◆ Listed entries:
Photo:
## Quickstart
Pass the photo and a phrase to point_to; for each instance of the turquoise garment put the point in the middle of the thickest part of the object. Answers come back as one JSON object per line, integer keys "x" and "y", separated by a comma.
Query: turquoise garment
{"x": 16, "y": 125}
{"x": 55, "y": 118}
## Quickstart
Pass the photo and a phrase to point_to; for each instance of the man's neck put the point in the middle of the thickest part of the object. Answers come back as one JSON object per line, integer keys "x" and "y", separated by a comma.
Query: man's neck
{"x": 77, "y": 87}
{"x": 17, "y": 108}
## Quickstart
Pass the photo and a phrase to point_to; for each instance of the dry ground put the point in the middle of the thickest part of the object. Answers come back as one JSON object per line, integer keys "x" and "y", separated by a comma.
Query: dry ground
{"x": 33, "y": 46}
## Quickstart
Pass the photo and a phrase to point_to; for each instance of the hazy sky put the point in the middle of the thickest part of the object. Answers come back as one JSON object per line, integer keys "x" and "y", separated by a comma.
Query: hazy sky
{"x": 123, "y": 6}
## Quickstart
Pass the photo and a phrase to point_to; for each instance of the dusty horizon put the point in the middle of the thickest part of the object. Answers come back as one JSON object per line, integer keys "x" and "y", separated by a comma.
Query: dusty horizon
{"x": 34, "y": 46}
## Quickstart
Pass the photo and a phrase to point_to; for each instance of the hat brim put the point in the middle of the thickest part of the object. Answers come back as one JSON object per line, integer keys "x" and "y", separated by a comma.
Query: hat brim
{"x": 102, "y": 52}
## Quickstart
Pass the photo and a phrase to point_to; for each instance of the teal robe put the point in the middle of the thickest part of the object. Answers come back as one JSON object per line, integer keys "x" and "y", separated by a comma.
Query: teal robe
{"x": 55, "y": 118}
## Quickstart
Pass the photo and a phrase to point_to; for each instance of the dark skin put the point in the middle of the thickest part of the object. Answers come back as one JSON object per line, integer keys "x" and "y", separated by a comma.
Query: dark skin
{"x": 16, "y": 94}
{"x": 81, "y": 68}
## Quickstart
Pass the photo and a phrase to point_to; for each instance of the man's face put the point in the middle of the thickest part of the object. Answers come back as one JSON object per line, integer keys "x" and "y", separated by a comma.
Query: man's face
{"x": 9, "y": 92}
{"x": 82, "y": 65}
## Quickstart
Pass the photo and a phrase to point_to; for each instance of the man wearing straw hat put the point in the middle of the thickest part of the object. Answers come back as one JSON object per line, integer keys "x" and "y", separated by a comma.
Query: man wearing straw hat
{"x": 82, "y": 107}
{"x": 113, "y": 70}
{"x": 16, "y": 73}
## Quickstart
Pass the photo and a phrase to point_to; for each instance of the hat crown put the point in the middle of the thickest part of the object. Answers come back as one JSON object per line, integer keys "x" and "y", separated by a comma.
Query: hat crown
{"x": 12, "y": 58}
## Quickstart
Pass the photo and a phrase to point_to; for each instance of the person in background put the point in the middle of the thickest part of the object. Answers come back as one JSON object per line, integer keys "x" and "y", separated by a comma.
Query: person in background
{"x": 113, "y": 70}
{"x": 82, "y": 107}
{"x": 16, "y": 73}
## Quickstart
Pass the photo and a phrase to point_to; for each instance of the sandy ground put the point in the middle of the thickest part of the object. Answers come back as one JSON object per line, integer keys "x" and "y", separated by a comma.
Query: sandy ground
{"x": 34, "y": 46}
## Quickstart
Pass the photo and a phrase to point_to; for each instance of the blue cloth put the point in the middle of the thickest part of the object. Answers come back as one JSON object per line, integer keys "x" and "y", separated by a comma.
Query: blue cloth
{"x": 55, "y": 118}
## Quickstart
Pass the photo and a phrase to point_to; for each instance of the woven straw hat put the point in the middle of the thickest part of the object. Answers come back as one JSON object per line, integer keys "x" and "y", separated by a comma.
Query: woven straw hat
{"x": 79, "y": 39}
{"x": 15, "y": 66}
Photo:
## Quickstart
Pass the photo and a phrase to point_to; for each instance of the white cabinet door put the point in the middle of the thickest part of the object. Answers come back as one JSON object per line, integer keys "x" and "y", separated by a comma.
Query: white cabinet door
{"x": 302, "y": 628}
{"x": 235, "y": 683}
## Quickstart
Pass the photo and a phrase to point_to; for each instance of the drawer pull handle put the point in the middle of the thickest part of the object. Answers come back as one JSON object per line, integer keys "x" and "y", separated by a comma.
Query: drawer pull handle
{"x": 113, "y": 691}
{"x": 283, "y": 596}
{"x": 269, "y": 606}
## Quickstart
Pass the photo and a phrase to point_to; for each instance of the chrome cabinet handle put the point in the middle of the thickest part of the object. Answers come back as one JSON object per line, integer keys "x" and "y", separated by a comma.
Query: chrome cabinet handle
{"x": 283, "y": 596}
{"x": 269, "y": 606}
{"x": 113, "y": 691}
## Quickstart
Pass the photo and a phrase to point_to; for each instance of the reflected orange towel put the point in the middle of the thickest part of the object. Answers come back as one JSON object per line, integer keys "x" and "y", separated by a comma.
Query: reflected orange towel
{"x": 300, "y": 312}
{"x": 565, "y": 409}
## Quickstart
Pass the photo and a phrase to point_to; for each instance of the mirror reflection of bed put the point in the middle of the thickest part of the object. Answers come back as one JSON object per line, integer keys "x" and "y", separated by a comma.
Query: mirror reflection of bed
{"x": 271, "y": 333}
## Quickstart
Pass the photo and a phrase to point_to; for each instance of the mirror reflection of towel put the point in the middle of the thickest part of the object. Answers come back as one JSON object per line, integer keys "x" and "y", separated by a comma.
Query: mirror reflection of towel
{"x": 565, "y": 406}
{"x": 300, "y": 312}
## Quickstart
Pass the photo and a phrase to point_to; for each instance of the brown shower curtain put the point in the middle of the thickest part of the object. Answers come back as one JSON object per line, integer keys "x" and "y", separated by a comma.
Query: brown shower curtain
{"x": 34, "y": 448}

◆ Given request:
Please pull out each line in the rows above that contains the word "hazy" and copy it in full.

◆ Final result:
Pass the photo and a phrase to point_to; for each instance of the hazy sky put the point in the middle of the thickest part of the object. Answers come back as one JSON object per line, integer keys "x" and "y", separated by a comma.
Query: hazy sky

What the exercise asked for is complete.